- TEXT:
(begin)

I shut my hood, get back in my car and try the starter. Nothing, nothing, nothing, SOMETHING! It roars to life. I give it a second, not wanting to rush what may turn out to be my only chance at survival. I slowly pull it into drive, coast, coast, coast, gas, and then I'M OFF! Lefts, rights, lefts, break off when necessary, follow the long driveway up the curve of the hill and breach the plain. The house has many windows and they are all shining with light, beacons of hope in the darkness. I pull up behind Jade's car, say, "Thank you, God, for not allowing me to die tonight by the vicious and savage hands of Sasquatch or by the rotting black teeth of zombie men and women". I get out of my car and head inside. Everyone is happy to see me. Everyone is wondering where I've been. Everyone is saying they've been calling me and couldn't get through.

"Yeah", I say, "tell me about it".

Sunday, August 23, 2009

Theresa Darlin'

The game happens at wedding receptions. The bride and groom choose eight people, give or take a few, to partake in a dance competition. The competitors are called out, one by one, onto the stage and asked to place a paper bag over their head before dancing commences. This is to ensure that there will be no cheating. No move stealing. The DJ yells go and everyone begins flailing arms, shaking legs and jiggling bottoms. It's supposed to be a lot of fun.

Things didn't go exactly as planned.......

My younger sister was born in 1984. My parents named her Theresa Darlene Brookbank after both of her grandmothers. She hates her middle name because it is reminiscent of "darling", which she believes could be easily confused with any number of other pet names. Theresa Sweetheart Brookbank. Theresa Honey Dumpling Brookbank. Theresa Cookie Brookbank. When talking to her or shouting out for her attention in a large and crowded room, I'll usually go for the shorter, more concise T, Teets, Hog Teet or T-bag. When we were children, three and four, four and five, Theresa would call me Boy. It was a child's nickname for a person who's name she couldn't quite seem to grasp. It wasn't nearly as colorful as the code names I had chosen, but it certainly got the message across in the simplest way possible. It immediately let you know who she was talking to and what gender they were. The only confusion I thought the name held was my ethnicity. I constantly felt as though people were looking around for the black slave that was put in charge of this young white plantation heir. She'd stand at my side, six inches, a foot shorter than me, whispering my name, never talking louder than a mouse fart, trying to get my attention, needing me to do something for her, "I need a spoon........." or "tie my shoes.........." or "get me water.............". It was very easy to look over her if a dog was barking, a siren was passing or the wind was merely blowing. She was just a very soft spoken child.

(end)

- EXERCISE SET:
1) Please duplicate the part of the text that opens with the words containing "Sunday, August 23, 2009" and closes with "lot of fun.".
2) In the text, who was the younger sister named after?
The entries have nothing to do with this.

- DATASET ROWS:
(begin)

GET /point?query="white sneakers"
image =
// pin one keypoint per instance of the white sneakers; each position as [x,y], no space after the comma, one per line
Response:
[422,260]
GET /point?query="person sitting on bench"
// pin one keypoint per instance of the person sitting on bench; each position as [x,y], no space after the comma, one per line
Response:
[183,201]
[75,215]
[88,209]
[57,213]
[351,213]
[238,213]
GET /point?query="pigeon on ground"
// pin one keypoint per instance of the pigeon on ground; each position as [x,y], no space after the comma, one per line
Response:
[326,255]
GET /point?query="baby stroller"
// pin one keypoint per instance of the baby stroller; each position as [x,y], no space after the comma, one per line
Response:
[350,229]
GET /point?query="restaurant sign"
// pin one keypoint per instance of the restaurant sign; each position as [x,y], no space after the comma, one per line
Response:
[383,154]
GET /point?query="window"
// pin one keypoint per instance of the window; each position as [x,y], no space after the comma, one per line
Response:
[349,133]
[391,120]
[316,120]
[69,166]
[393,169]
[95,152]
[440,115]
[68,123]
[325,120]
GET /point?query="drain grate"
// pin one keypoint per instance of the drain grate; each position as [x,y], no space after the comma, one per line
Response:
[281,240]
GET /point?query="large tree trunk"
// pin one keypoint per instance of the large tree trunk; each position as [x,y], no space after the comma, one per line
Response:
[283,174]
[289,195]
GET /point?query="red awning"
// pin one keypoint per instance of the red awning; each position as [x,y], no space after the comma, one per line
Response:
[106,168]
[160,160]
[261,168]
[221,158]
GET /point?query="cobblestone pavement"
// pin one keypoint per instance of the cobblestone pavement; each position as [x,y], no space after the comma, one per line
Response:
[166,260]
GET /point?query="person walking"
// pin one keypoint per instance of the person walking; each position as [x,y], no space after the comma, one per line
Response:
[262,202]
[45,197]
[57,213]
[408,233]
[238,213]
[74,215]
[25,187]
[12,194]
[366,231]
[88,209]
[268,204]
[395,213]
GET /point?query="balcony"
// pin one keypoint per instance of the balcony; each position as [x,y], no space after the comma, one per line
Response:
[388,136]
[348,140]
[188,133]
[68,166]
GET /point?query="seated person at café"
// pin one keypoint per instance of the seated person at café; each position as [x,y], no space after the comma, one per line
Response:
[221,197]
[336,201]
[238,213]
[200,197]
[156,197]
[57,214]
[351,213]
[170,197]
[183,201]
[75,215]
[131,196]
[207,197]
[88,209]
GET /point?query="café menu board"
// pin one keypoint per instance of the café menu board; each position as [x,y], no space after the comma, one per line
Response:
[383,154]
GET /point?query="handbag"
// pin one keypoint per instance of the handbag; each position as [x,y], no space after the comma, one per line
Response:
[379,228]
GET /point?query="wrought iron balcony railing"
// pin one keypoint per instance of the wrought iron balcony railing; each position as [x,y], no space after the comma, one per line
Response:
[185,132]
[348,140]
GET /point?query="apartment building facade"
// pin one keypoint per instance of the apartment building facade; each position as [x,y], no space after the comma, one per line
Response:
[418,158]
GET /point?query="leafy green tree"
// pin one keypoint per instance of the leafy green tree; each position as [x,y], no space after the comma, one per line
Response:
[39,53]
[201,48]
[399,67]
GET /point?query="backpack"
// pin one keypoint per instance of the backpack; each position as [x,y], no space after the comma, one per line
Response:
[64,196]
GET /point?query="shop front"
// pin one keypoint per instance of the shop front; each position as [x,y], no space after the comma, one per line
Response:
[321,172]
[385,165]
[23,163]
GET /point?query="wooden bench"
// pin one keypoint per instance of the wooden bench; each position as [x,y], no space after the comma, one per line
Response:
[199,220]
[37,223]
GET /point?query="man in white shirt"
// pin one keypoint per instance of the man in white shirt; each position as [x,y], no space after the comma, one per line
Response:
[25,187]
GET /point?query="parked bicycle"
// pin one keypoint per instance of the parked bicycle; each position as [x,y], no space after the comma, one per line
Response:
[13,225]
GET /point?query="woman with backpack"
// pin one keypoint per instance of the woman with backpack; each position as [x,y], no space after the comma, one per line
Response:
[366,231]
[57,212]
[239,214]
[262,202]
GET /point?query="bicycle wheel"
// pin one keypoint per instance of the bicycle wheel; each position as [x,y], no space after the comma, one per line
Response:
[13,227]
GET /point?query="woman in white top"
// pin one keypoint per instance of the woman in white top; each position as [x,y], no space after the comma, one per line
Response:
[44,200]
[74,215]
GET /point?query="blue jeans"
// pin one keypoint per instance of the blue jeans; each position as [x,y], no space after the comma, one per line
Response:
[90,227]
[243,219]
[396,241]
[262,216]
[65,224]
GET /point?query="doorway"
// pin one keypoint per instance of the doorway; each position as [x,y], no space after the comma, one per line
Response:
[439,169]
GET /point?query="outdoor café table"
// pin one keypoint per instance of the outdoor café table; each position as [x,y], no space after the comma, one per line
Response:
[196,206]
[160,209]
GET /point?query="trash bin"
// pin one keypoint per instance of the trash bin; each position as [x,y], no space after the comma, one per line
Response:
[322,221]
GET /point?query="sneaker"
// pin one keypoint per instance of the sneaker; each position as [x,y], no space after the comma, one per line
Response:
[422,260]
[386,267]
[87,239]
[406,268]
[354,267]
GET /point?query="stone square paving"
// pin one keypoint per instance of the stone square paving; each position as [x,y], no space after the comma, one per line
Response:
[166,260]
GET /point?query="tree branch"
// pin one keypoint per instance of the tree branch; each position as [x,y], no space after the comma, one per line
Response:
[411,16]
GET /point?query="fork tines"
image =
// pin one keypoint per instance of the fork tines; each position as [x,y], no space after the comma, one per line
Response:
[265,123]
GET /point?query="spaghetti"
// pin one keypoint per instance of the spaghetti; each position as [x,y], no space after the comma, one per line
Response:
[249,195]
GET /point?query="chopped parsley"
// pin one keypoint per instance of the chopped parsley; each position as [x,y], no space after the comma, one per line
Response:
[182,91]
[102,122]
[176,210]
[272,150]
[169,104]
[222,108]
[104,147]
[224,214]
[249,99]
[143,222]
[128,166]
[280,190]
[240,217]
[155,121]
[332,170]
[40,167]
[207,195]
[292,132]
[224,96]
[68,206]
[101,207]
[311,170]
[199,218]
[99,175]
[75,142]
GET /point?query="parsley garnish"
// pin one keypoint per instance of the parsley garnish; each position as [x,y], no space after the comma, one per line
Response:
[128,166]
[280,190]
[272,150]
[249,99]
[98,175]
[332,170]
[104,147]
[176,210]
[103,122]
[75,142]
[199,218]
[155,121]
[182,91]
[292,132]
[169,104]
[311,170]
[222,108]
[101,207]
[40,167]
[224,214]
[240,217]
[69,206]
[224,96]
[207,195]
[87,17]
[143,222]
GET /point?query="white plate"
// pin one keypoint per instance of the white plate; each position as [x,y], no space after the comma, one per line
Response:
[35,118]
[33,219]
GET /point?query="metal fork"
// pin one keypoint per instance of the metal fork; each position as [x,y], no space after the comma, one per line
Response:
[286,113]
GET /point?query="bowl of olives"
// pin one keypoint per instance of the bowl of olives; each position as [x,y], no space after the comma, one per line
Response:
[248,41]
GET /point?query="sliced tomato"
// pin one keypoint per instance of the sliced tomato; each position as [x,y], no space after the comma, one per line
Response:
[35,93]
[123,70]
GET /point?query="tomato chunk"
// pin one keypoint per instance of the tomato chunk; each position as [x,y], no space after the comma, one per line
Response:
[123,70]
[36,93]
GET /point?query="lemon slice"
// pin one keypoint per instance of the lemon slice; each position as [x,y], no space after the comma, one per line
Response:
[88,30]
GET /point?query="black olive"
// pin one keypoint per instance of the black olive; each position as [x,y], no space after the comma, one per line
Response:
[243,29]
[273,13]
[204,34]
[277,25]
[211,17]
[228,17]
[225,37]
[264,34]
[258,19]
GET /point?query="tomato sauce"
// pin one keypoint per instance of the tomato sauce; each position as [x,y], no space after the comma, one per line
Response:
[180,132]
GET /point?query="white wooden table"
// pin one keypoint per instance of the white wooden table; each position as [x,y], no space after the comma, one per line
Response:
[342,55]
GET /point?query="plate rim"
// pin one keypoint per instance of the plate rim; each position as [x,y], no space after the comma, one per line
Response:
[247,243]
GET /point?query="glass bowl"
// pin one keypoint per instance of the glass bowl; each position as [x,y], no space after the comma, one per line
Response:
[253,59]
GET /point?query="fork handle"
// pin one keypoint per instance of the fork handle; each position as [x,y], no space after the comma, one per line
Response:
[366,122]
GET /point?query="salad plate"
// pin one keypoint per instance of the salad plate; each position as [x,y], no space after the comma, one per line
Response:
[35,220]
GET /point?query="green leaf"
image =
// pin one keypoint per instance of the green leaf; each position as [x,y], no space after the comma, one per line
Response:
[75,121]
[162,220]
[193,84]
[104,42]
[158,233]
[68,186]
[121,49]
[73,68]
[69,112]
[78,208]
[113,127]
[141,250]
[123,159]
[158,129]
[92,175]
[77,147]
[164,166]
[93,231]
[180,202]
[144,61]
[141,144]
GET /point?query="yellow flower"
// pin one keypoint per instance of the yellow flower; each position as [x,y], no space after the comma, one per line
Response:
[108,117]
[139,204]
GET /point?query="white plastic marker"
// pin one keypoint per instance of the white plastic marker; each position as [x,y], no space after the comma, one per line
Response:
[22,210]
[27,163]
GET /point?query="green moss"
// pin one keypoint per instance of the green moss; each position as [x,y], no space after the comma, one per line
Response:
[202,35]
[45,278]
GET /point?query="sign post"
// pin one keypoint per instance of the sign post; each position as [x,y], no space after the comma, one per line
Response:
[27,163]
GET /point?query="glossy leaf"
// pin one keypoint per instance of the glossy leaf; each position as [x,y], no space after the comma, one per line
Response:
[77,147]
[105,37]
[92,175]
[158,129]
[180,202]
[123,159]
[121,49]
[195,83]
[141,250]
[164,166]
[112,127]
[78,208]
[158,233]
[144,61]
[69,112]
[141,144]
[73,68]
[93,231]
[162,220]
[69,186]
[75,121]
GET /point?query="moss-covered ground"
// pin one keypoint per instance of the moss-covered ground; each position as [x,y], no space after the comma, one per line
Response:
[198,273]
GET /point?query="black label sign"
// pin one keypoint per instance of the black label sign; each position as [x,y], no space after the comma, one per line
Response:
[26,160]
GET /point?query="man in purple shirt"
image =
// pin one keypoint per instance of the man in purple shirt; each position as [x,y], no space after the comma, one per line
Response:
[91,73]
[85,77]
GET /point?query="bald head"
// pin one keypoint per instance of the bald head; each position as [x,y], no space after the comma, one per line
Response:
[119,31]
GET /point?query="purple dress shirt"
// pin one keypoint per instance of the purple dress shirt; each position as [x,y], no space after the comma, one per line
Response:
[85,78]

(end)

- THE SOLUTIONS:
1)
Sunday, August 23, 2009

Theresa Darlin'

The game happens at wedding receptions. The bride and groom choose eight people, give or take a few, to partake in a dance competition. The competitors are called out, one by one, onto the stage and asked to place a paper bag over their head before dancing commences. This is to ensure that there will be no cheating. No move stealing. The DJ yells go and everyone begins flailing arms, shaking legs and jiggling bottoms. It's supposed to be a lot of fun.

2) Both of her grandmothers.